*What is required*. Copy out every line of the entries from the line containing "of the long" through the end of the entries, both ends included, and shift each point coordinate in the answers by adding 120 to it. Leave the pictures out.

-- Start Data supplied --

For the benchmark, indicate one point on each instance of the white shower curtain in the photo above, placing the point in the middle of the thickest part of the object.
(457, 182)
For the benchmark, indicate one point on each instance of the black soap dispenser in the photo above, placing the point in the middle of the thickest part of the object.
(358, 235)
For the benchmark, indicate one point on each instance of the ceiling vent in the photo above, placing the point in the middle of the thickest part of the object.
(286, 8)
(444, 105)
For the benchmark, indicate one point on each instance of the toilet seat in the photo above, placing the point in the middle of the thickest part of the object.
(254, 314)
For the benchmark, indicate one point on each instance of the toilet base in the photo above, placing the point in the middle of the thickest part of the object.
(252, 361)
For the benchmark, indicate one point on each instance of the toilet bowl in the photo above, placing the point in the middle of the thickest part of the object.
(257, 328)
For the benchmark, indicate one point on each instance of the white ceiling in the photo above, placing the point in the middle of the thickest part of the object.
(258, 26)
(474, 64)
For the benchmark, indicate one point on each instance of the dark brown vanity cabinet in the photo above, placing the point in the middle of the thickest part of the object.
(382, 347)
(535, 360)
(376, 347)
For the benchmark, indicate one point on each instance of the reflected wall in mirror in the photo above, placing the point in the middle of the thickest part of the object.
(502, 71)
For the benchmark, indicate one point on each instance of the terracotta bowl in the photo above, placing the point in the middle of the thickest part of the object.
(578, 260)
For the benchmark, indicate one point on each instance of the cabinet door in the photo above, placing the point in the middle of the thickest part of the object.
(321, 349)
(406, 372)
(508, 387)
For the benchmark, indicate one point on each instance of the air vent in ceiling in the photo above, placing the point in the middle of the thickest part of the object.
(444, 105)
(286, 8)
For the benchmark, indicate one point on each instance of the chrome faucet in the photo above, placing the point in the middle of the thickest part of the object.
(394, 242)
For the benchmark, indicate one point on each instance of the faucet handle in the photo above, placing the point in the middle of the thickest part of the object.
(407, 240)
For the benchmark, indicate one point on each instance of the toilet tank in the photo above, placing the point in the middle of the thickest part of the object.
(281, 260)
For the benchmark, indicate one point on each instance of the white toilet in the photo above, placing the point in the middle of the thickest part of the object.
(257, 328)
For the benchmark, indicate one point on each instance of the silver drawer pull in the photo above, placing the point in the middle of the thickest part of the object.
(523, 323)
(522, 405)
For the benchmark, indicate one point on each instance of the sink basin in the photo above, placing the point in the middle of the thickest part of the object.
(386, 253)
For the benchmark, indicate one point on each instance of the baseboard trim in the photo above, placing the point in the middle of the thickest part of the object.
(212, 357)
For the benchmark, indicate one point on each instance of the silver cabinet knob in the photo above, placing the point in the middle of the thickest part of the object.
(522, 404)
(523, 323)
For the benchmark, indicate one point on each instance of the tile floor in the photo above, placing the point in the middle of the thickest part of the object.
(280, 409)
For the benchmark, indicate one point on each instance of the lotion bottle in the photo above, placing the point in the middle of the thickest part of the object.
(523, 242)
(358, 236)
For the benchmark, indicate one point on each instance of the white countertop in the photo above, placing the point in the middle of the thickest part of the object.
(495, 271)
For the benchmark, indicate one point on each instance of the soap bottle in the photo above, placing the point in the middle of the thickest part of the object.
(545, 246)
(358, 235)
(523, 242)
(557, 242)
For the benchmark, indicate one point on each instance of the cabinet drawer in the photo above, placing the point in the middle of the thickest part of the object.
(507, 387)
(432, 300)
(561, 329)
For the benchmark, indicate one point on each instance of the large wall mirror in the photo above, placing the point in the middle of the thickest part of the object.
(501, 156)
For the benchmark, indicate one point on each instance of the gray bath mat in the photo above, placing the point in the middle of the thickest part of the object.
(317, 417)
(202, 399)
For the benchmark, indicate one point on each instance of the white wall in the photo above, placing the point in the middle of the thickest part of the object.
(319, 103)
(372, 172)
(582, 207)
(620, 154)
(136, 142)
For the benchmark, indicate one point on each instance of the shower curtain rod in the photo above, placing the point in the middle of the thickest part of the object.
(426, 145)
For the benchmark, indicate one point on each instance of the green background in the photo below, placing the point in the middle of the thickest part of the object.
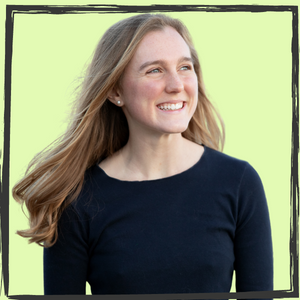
(246, 64)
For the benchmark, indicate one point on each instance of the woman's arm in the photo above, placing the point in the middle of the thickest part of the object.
(66, 262)
(253, 243)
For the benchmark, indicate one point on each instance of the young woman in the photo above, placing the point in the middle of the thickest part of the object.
(135, 197)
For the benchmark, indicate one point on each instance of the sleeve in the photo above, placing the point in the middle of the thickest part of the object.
(66, 262)
(253, 242)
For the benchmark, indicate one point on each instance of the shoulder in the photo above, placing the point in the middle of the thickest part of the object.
(228, 170)
(222, 163)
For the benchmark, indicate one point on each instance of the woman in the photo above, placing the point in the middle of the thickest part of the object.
(135, 198)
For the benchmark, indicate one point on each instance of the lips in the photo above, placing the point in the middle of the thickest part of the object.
(172, 105)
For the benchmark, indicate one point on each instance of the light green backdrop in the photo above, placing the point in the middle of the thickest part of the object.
(246, 63)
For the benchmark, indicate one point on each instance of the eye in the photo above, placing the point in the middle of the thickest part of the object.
(153, 71)
(186, 67)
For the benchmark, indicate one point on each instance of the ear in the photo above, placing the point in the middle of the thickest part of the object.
(115, 97)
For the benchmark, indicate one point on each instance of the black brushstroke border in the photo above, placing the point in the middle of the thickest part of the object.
(11, 10)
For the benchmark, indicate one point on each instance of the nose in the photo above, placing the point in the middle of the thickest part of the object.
(174, 83)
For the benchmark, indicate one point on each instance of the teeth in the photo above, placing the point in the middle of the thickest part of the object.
(171, 106)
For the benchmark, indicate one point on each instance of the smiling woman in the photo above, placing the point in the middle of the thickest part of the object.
(136, 197)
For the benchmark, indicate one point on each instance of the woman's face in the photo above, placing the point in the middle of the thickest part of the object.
(159, 86)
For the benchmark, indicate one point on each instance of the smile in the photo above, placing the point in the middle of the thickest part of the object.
(170, 106)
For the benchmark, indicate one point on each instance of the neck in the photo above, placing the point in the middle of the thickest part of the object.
(167, 155)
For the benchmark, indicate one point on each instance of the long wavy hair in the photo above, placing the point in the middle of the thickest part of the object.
(98, 128)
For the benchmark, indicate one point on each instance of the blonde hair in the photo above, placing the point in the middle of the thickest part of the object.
(98, 128)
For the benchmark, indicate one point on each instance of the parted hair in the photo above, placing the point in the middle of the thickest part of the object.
(98, 128)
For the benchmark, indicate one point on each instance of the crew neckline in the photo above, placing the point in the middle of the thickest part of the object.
(158, 179)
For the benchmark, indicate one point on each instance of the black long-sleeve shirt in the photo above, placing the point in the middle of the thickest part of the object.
(181, 234)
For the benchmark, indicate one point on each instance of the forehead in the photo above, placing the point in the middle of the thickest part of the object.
(166, 44)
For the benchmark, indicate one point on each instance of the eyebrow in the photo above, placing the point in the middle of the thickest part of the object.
(162, 62)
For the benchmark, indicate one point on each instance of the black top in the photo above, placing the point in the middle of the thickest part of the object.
(181, 234)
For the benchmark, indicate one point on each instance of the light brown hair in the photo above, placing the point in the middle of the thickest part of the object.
(54, 178)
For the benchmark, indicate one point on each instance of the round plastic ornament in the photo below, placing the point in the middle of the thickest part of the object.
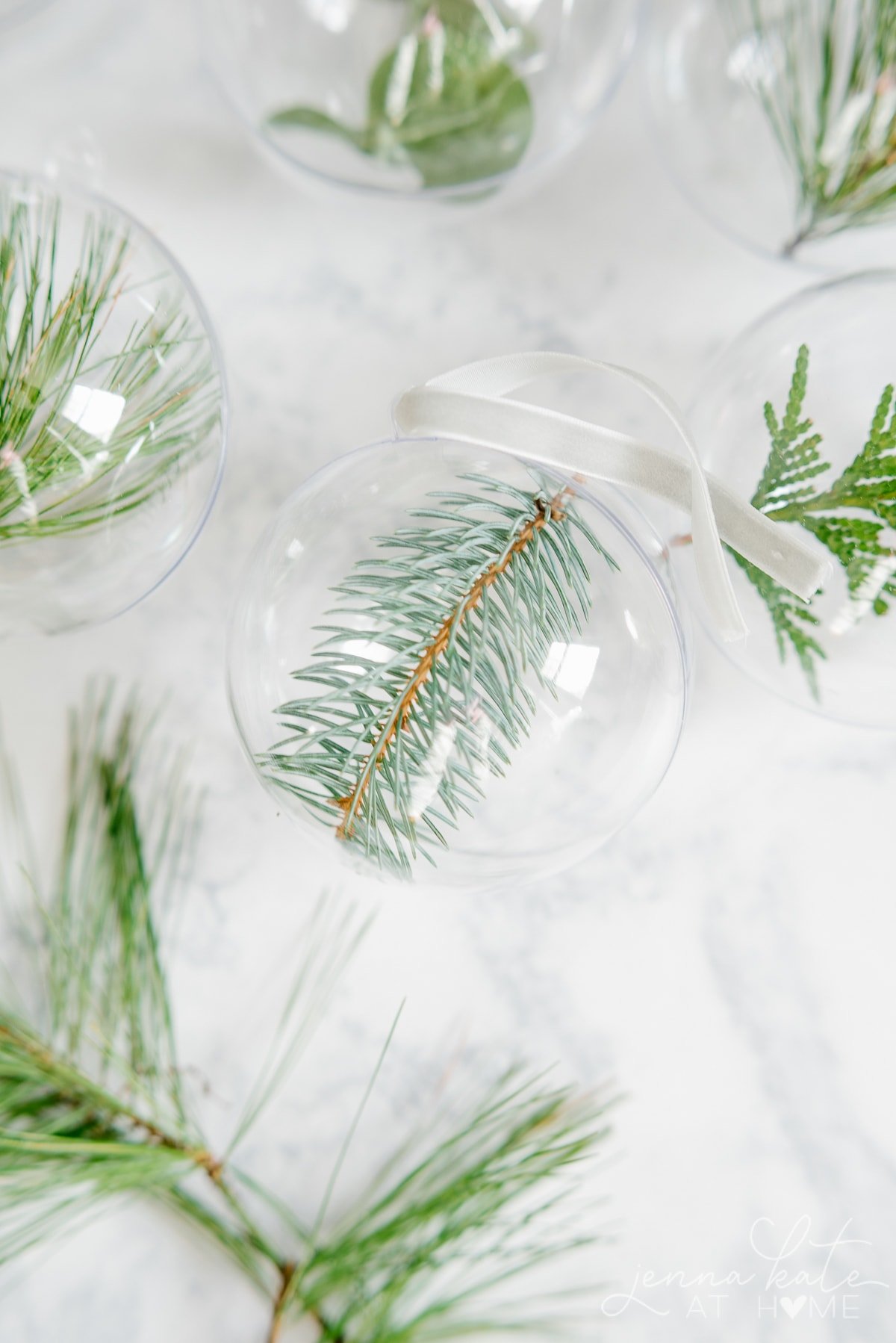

-- End Data supplied --

*Expected answer*.
For the benchmark, indicate one point on each instance of the long wavy hair in the photo above, placing the point in the middle of the thickest part of the object.
(218, 248)
For the benchmark, indicate one point on each instance of the blonde hair in the photo above, placing the point in the middle of the thickest part of the object.
(218, 248)
For the benchmark, indicate one point on each instance of the parted hair in the photo above, placing the point in the middle of the thickest part of the object.
(218, 248)
For the benchmark, indicate one point on each instance of the crew neckline in the photo above, placing the point in the middle of the thickest part of the object.
(278, 299)
For the benchmark, indicate one point on each instance of the black long-sleeve shirt in the photo above, placing the point in the middle of the thickest part of the object.
(301, 354)
For the benchmark, indicate one point on each instance of the forehead in the photo above, placing the point in the middle of the thickest part of the object.
(286, 164)
For the benchmark, indicate one point on each instance of the eyebrow in the photo above, placing the point in the middle of the thickest part of the object.
(282, 182)
For the benchmark, indicate one point on each instance of the black top in the photo above, placing the point in the middle of the thickest part of the object.
(301, 354)
For the benchmark, indicate one point on each instance of the light brown hair in the photo above, placing the point in the middle of the thickest part of the object.
(174, 298)
For the benchmark, indicate one point on each instance of the round plastic ornament in the photo below, placing the point in the middle of the thickest part of the object.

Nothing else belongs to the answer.